Dataset extracts with box labels

start

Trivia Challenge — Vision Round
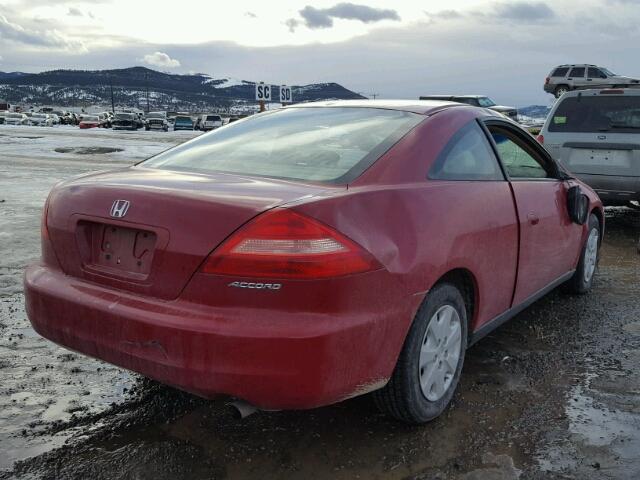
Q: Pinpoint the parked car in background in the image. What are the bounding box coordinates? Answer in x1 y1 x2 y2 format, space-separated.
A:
173 115 193 130
420 95 518 122
544 63 640 98
111 112 138 130
538 89 640 205
198 113 223 132
25 100 604 423
4 112 29 125
78 114 102 128
29 113 53 127
98 112 112 128
144 112 169 132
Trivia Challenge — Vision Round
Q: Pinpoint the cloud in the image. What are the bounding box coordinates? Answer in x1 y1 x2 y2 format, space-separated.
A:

end

Direction »
Can you give the entries as a numbered list, from their very start up to and including the line with "144 112 169 132", with blank lines and the pictures left out?

Output of the task »
1. Trivia Challenge — Vision Round
2. Q: Pinpoint the parked car in background in the image. What are the bounding box coordinates? Answer in x1 y1 x2 y2 format, space-separated.
3. A:
4. 173 115 193 130
5. 420 95 518 122
6. 544 63 640 98
7. 111 112 138 130
8. 538 89 640 205
9. 198 113 223 132
10. 25 100 604 423
11. 4 112 29 125
12. 78 114 102 128
13. 29 113 53 127
14. 98 112 112 128
15. 144 112 169 132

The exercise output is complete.